§ **YOUR INSTRUCTIONS**
Answer these from the article on bighorn sheep returning to Antelope Island:
(a) Where was the released herd captured?
(b) How many bighorn sheep were counted on the island in January 2019?
(c) In what year had the species earlier been reintroduced to the island?

§ **DOCUMENT SECTION**
Mike Anderson, KSL TV

25 bighorn sheep reintroduced to Antelope Island after disease wiped out previous herd

By Carter Williams, KSL.com | Updated - Jan. 29, 2020 at 6:43 p.m. | Posted - Jan. 29, 2020 at 5:20 p.m.

5 photos

SYRACUSE — Twenty-five bighorn sheep were released on Antelope Island Wednesday afternoon, as state wildlife biologists began work to reintroduce the species to the island after a respiratory disease mysteriously appeared and wiped out previous herds on the island.

"It's a good day," said Jeremy Shaw, manager of Antelope Island State Park.

The sheep released Wednesday were from a healthy herd captured in Montana, according to Utah Division of Wildlife Resources spokeswoman Faith Heaton Jolley. The animals were tested to ensure they were still healthy before they were released into their new habitats.

“We’re just trying to be extra, extra careful in making sure these ones are healthy, especially in light of what happened to the previous herd,” she said.

It's the first herd since an incurable and untreatable respiratory disease ravaged the population on the island. The trouble was first noticed in November 2018 after two sheep tracked by DWR biologists died soon after each other.

In 2018, there were about 150 bighorn sheep on the island. When they were counted again in January 2019, it had dropped to 26. Those remaining sheep were put down, leaving the species vacant from the island for the first time since they were reintroduced in 1997.

What exactly sparked the disease remains unknown. One theory biologists have is that the bighorn were leaving the island and mingling with domestic animals or other wildlife inland. Shaw added that water levels around the island have steadily dropped off in recent years, which would have made it easy for the sheep to travel toward domestic sheep or other animals. They could have received the respiratory pathogens there, then come back with the disease that spread quickly.

“Bighorn sheep, oftentimes, struggle with respiratory disease because they do not evolve with certain pathogens that cause respiratory disease. Now that they have been introduced to some of these, they struggle with it,” Jace Taylor, DWR’s bighorn sheep and mountain goat biologist, explained during a Utah Wildlife Board meeting last year.

§ **EXCERPTED RECORDS**
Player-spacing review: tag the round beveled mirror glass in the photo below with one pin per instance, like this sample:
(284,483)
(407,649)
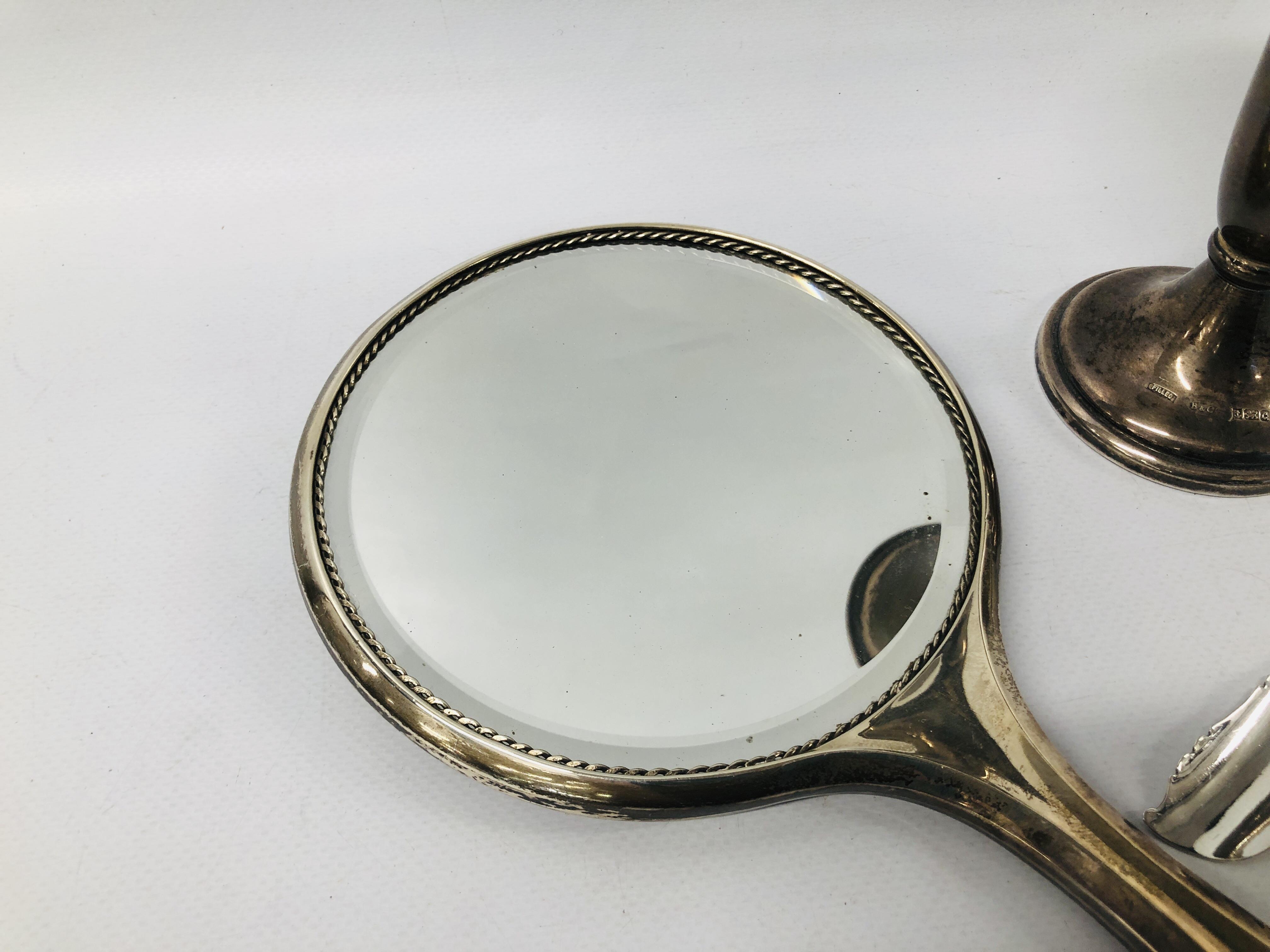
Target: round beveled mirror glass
(618,503)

§ **REPLY**
(a) Montana
(b) 26
(c) 1997